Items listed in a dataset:
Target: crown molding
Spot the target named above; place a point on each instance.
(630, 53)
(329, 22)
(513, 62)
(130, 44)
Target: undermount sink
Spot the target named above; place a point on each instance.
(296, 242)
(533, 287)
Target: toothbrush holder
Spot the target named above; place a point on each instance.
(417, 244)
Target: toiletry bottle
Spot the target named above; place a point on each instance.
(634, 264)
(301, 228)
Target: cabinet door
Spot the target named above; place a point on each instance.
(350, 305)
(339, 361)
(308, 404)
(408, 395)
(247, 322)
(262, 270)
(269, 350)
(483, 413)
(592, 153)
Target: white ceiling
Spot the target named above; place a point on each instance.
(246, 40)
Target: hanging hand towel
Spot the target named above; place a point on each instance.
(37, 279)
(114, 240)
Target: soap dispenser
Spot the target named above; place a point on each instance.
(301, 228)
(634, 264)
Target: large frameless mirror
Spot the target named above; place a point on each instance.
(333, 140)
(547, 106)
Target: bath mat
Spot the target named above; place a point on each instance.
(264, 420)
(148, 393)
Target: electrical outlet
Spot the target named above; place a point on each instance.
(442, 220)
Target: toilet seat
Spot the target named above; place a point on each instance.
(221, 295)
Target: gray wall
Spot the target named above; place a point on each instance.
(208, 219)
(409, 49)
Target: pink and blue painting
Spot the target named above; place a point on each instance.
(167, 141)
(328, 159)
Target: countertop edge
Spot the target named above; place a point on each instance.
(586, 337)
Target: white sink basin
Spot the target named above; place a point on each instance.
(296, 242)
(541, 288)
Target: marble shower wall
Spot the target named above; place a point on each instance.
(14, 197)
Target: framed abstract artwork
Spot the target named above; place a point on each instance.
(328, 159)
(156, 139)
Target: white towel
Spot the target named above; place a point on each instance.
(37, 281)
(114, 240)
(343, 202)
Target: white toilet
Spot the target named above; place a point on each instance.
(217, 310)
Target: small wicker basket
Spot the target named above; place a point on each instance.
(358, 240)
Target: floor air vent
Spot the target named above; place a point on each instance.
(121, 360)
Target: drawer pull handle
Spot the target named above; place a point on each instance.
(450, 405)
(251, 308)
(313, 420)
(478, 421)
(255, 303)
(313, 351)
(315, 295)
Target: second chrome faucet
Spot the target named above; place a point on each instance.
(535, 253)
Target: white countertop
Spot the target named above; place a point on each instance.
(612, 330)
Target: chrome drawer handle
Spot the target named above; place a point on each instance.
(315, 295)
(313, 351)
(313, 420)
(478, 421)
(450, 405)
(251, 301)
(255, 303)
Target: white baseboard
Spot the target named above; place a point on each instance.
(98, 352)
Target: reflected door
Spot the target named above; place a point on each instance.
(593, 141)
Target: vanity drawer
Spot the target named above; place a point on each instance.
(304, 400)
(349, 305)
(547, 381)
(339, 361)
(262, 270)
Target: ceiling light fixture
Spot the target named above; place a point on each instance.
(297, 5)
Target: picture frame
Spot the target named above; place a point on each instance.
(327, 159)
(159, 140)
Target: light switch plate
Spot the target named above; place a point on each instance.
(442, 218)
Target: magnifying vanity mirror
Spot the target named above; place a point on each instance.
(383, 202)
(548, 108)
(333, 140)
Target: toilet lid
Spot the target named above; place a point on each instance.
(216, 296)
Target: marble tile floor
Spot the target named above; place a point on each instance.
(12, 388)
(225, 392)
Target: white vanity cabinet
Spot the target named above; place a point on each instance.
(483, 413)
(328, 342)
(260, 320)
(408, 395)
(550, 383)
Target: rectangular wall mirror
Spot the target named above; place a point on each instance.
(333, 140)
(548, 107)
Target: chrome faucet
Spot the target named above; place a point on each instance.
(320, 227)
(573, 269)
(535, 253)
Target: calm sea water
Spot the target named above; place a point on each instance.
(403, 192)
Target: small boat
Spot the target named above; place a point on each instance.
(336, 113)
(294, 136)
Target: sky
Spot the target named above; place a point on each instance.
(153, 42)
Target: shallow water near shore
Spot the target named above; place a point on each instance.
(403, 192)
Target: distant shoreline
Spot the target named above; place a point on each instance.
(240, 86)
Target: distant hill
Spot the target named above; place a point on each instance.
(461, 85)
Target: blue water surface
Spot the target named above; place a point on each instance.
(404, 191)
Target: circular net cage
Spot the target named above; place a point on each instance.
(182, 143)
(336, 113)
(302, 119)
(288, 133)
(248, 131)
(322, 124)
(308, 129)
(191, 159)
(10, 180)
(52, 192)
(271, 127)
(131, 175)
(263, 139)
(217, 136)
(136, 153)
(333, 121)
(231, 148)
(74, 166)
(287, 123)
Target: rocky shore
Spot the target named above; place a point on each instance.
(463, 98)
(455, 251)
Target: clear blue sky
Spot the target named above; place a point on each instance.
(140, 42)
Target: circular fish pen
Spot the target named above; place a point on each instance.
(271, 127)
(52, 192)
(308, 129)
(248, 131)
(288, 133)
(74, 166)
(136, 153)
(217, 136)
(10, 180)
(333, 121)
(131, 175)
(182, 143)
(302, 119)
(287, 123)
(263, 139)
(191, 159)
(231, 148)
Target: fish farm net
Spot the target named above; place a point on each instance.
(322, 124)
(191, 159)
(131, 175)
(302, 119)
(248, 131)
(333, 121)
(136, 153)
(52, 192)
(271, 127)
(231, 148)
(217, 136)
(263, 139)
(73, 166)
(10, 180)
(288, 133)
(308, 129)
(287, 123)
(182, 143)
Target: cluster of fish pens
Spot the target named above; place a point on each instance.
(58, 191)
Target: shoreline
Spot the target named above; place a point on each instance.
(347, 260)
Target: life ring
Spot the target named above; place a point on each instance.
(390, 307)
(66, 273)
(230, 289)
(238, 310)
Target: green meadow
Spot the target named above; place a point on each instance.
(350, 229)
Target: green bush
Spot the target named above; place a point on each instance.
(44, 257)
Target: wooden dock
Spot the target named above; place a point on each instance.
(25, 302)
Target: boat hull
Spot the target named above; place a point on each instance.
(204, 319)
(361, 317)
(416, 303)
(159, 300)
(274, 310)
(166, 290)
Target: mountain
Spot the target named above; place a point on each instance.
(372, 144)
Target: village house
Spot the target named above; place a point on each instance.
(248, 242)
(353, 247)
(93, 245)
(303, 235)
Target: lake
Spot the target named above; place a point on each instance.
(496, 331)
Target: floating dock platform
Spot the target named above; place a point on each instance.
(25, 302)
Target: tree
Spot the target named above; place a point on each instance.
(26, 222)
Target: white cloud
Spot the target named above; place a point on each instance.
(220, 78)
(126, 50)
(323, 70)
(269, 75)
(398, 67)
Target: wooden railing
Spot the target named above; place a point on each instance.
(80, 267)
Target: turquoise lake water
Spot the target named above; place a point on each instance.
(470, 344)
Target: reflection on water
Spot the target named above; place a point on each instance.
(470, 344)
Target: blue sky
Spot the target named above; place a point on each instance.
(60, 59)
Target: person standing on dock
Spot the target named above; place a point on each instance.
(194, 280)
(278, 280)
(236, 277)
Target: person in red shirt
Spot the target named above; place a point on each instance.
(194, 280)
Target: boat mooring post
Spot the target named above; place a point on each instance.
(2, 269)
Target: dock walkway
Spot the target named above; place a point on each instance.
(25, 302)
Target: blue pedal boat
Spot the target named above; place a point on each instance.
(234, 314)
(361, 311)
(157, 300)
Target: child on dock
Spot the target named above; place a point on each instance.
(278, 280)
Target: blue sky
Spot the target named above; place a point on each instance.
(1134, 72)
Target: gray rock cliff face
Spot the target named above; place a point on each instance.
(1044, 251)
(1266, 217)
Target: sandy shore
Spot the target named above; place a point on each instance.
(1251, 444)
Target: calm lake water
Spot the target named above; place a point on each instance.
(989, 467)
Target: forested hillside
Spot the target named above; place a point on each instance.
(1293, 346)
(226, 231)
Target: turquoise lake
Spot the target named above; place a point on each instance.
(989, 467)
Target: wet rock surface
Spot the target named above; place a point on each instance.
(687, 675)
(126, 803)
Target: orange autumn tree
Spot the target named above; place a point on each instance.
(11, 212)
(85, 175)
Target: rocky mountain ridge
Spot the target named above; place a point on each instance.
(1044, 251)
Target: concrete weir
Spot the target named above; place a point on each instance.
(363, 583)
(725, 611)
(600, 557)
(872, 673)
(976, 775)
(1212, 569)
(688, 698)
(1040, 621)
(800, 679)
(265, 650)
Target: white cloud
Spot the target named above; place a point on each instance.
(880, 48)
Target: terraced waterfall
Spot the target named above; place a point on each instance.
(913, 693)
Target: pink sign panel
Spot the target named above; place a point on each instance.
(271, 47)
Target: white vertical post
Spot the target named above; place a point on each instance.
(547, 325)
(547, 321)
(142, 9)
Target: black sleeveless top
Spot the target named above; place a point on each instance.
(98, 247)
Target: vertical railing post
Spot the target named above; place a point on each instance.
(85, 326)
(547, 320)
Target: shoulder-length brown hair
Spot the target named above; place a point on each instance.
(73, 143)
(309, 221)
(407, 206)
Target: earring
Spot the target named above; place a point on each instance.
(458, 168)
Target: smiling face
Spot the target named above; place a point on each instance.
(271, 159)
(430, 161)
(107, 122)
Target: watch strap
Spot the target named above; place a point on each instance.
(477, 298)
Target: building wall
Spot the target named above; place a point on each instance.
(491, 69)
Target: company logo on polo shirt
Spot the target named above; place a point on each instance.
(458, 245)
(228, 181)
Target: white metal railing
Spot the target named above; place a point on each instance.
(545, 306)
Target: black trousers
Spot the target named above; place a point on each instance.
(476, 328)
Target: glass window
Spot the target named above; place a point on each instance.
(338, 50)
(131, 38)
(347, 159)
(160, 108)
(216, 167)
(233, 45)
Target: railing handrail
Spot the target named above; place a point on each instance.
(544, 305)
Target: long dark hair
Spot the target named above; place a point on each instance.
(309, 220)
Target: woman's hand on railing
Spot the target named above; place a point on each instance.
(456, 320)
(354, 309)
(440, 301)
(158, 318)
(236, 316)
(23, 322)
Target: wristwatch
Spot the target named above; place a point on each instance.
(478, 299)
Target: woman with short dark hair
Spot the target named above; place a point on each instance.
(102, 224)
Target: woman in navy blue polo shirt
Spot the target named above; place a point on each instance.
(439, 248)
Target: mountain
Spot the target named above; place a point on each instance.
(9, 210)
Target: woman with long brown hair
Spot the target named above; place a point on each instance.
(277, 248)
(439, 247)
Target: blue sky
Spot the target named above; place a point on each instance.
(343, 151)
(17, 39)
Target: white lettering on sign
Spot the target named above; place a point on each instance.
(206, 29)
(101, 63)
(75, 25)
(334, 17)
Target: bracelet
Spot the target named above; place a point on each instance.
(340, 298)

Instruction:
Every line from the one containing "Target: woman's hand on railing" through the end of the data must be repeated exactly, and no other line.

Output:
Target: woman's hand on railing
Spot the target named above; place a point on each instance.
(456, 320)
(354, 309)
(440, 301)
(158, 318)
(236, 316)
(23, 322)
Target: wristwatch
Spot the target named above; place a point on each instance.
(478, 299)
Target: woman with short dark hair
Spot the target named above; place a point on each instance.
(102, 224)
Target: woman in navy blue polo shirt
Spot the target named above; place a point on each instance.
(439, 248)
Target: mountain
Spot the target named above; place a point on each instance.
(9, 210)
Target: woman with long brown hair
Spot the target named above; place a point on each instance.
(277, 248)
(439, 247)
Target: blue sky
Spot the target named above; place a point on each instance.
(343, 151)
(17, 39)
Target: white lettering on sign
Spot the target named above; place a point on each instance.
(206, 29)
(101, 63)
(75, 25)
(334, 17)
Target: bracelet
Spot the target named above; place a point on each instance.
(340, 298)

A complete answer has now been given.